Prompt >> Your copy should match the entries exactly, with the pictures left out.

Data shown >>
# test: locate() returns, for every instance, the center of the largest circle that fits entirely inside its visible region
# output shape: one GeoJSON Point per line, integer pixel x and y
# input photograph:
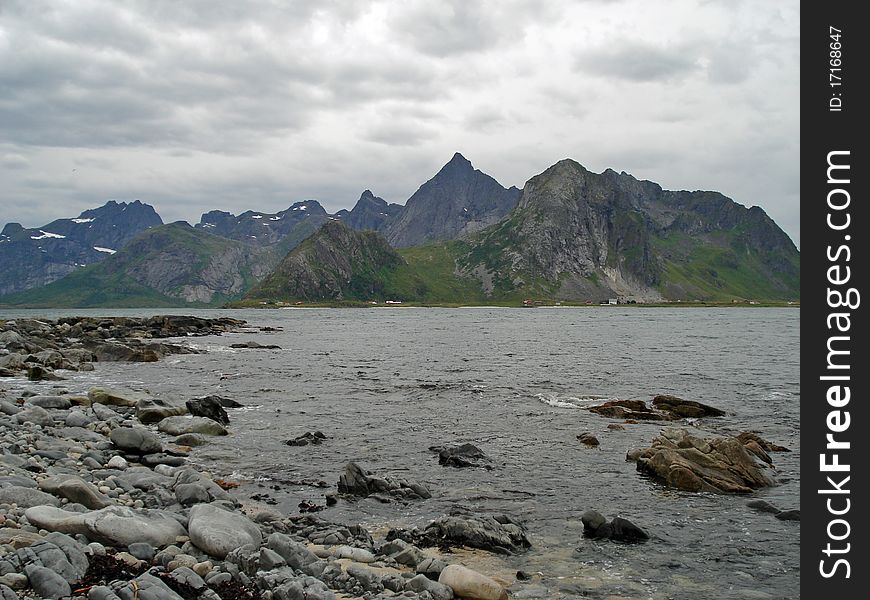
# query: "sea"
{"type": "Point", "coordinates": [386, 384]}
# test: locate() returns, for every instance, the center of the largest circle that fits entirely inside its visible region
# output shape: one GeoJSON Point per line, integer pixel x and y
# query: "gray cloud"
{"type": "Point", "coordinates": [255, 104]}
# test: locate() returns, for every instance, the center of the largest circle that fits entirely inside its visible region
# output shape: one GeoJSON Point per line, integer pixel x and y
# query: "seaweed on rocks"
{"type": "Point", "coordinates": [103, 569]}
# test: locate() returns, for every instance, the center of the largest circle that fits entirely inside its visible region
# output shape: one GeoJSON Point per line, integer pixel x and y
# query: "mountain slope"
{"type": "Point", "coordinates": [370, 213]}
{"type": "Point", "coordinates": [578, 235]}
{"type": "Point", "coordinates": [263, 228]}
{"type": "Point", "coordinates": [35, 257]}
{"type": "Point", "coordinates": [171, 265]}
{"type": "Point", "coordinates": [457, 201]}
{"type": "Point", "coordinates": [336, 263]}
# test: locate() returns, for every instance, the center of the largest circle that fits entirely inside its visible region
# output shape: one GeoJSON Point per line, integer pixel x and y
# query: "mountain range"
{"type": "Point", "coordinates": [568, 235]}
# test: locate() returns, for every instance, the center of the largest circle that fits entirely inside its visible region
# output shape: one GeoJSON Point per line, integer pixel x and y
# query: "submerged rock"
{"type": "Point", "coordinates": [357, 481]}
{"type": "Point", "coordinates": [464, 455]}
{"type": "Point", "coordinates": [686, 462]}
{"type": "Point", "coordinates": [466, 583]}
{"type": "Point", "coordinates": [114, 525]}
{"type": "Point", "coordinates": [682, 409]}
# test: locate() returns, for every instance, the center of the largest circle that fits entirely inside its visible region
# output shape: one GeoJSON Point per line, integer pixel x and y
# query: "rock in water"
{"type": "Point", "coordinates": [208, 407]}
{"type": "Point", "coordinates": [186, 424]}
{"type": "Point", "coordinates": [465, 455]}
{"type": "Point", "coordinates": [115, 397]}
{"type": "Point", "coordinates": [358, 482]}
{"type": "Point", "coordinates": [494, 533]}
{"type": "Point", "coordinates": [137, 440]}
{"type": "Point", "coordinates": [219, 532]}
{"type": "Point", "coordinates": [685, 408]}
{"type": "Point", "coordinates": [154, 410]}
{"type": "Point", "coordinates": [114, 525]}
{"type": "Point", "coordinates": [466, 583]}
{"type": "Point", "coordinates": [721, 465]}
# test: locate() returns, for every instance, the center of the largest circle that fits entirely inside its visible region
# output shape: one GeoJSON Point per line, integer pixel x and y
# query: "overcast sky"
{"type": "Point", "coordinates": [255, 104]}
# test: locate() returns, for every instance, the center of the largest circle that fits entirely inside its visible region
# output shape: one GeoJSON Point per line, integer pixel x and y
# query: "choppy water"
{"type": "Point", "coordinates": [385, 384]}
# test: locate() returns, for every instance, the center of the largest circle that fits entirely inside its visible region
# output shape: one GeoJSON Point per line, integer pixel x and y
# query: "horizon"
{"type": "Point", "coordinates": [193, 220]}
{"type": "Point", "coordinates": [191, 107]}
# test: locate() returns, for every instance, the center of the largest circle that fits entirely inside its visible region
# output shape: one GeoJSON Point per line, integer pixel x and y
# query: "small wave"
{"type": "Point", "coordinates": [564, 401]}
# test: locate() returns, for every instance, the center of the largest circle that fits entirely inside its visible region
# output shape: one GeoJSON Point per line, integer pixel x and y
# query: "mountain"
{"type": "Point", "coordinates": [264, 228]}
{"type": "Point", "coordinates": [170, 265]}
{"type": "Point", "coordinates": [457, 201]}
{"type": "Point", "coordinates": [574, 235]}
{"type": "Point", "coordinates": [370, 213]}
{"type": "Point", "coordinates": [578, 235]}
{"type": "Point", "coordinates": [36, 257]}
{"type": "Point", "coordinates": [336, 263]}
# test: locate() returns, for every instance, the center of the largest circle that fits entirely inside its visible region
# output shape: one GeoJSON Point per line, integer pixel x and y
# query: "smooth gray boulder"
{"type": "Point", "coordinates": [186, 424]}
{"type": "Point", "coordinates": [136, 440]}
{"type": "Point", "coordinates": [113, 526]}
{"type": "Point", "coordinates": [78, 490]}
{"type": "Point", "coordinates": [218, 532]}
{"type": "Point", "coordinates": [25, 497]}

Task output >>
# test: locate() returns, for every instance, the center of the largest circle that fits entirely inside its visible region
# output shape: one GeoJSON Point per line, integer pixel x and y
# input photograph:
# query: "sea"
{"type": "Point", "coordinates": [386, 384]}
# test: locate() returns, for every instance, the center of the largest circle that fits entirely inside its visible region
# output shape: one GeoJSON Point per line, integer pixel x and y
# query: "gray cloud"
{"type": "Point", "coordinates": [255, 104]}
# test: locate() returns, for every instance, the center of the largest circle that fits entirely inside its visible region
# output shape: one GeoJSON Point per line, integer pixel x and y
# query: "seaweed on rocks"
{"type": "Point", "coordinates": [103, 569]}
# test: locate() returns, for every instance, the center of the largest circle that fits entirely inside its visible region
# output shape: one GeoJSON Point per line, integer pixel x and y
# query: "mountain slope"
{"type": "Point", "coordinates": [370, 213]}
{"type": "Point", "coordinates": [578, 235]}
{"type": "Point", "coordinates": [263, 228]}
{"type": "Point", "coordinates": [35, 257]}
{"type": "Point", "coordinates": [171, 265]}
{"type": "Point", "coordinates": [457, 201]}
{"type": "Point", "coordinates": [336, 263]}
# test: locate() returns, for every instance, the center of the largest circle that fits entirely inside its visible region
# output shape: one GeoJSON Point per line, integer pixel x and y
# query: "mountain range"
{"type": "Point", "coordinates": [568, 235]}
# test: locate() returns, for every instance, the center of the largest circle that fits entirely inside its visible region
# output shape: one GeoJSON Point per line, integer pixel x and y
# query: "submerged rock"
{"type": "Point", "coordinates": [357, 481]}
{"type": "Point", "coordinates": [464, 455]}
{"type": "Point", "coordinates": [686, 462]}
{"type": "Point", "coordinates": [466, 583]}
{"type": "Point", "coordinates": [114, 525]}
{"type": "Point", "coordinates": [682, 409]}
# test: locate() returns, for every instance, the center of the largest circle that fits entirely inside its visible region
# output shape: one GeoJSON Point per line, integer pixel x and y
# query: "rock in water"
{"type": "Point", "coordinates": [208, 407]}
{"type": "Point", "coordinates": [186, 424]}
{"type": "Point", "coordinates": [465, 455]}
{"type": "Point", "coordinates": [115, 397]}
{"type": "Point", "coordinates": [358, 482]}
{"type": "Point", "coordinates": [494, 533]}
{"type": "Point", "coordinates": [137, 440]}
{"type": "Point", "coordinates": [219, 532]}
{"type": "Point", "coordinates": [685, 408]}
{"type": "Point", "coordinates": [154, 410]}
{"type": "Point", "coordinates": [114, 525]}
{"type": "Point", "coordinates": [466, 583]}
{"type": "Point", "coordinates": [721, 465]}
# test: locate() returns, for every instance, the center of the largest circle that fits entirely inside its visible region
# output shape: one GeoJSON Point per line, integer pixel x and y
# query: "overcast sky"
{"type": "Point", "coordinates": [255, 104]}
# test: locate() returns, for every instance, the center of the largest circle that fits entirely inside its visible region
# output shape: one GeoJSON Point per line, integer pixel x and y
# query: "choppy water"
{"type": "Point", "coordinates": [385, 384]}
# test: locate() returns, for every instance, the center of the largest circle that fits entirely inside its visible region
# output shape: one GeoJSON Point per line, integer pixel x and y
# query: "horizon"
{"type": "Point", "coordinates": [193, 220]}
{"type": "Point", "coordinates": [191, 107]}
# test: locate() returns, for every instance, the center of the largest circle that fits entirely inside its visible region
# output shape: one GeoJSON Point per line, integer pixel x and y
# query: "small wave"
{"type": "Point", "coordinates": [564, 401]}
# test: locate() returns, for every instance, the center of the largest circle that fits entirely inside its visible region
# output shape: one GeoJSON Point per line, integer pixel x and y
# query: "mountain"
{"type": "Point", "coordinates": [264, 228]}
{"type": "Point", "coordinates": [170, 265]}
{"type": "Point", "coordinates": [457, 201]}
{"type": "Point", "coordinates": [574, 235]}
{"type": "Point", "coordinates": [370, 213]}
{"type": "Point", "coordinates": [578, 235]}
{"type": "Point", "coordinates": [36, 257]}
{"type": "Point", "coordinates": [336, 263]}
# test: locate() returns, for every instance, the center of the largest circle that fits entirely inside its visible region
# output shape: one GeoJSON Point per line, integer pixel x and y
# query: "smooth gray boulder"
{"type": "Point", "coordinates": [186, 424]}
{"type": "Point", "coordinates": [136, 440]}
{"type": "Point", "coordinates": [113, 526]}
{"type": "Point", "coordinates": [78, 490]}
{"type": "Point", "coordinates": [218, 532]}
{"type": "Point", "coordinates": [25, 497]}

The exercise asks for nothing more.